*** Dataset records ***
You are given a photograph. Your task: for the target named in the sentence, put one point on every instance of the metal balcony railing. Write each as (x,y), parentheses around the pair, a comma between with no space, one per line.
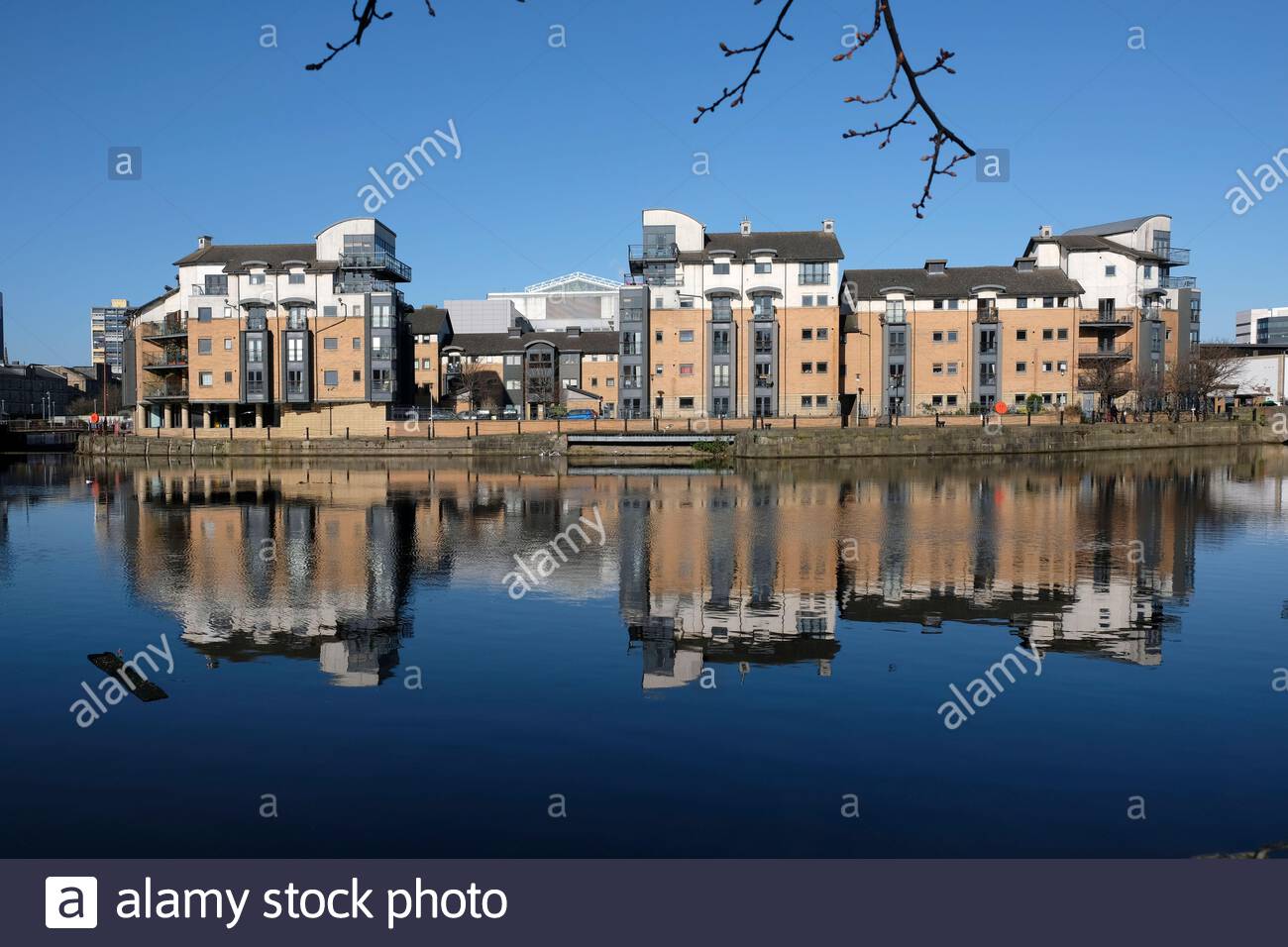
(653,252)
(377,261)
(1175,256)
(1106,352)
*** End of Dataset records ***
• [Exercise prompt]
All records must be output exactly as they are, except for the pictures, which are left out.

• [Problem solution]
You are given a photograph. Your task: for the target named in the sentence, put one point on every instance of the metal balcony railing. Write each as (x,y), parentheses around the pair, a comma between with no space, one per line.
(653,252)
(377,261)
(1175,256)
(1106,352)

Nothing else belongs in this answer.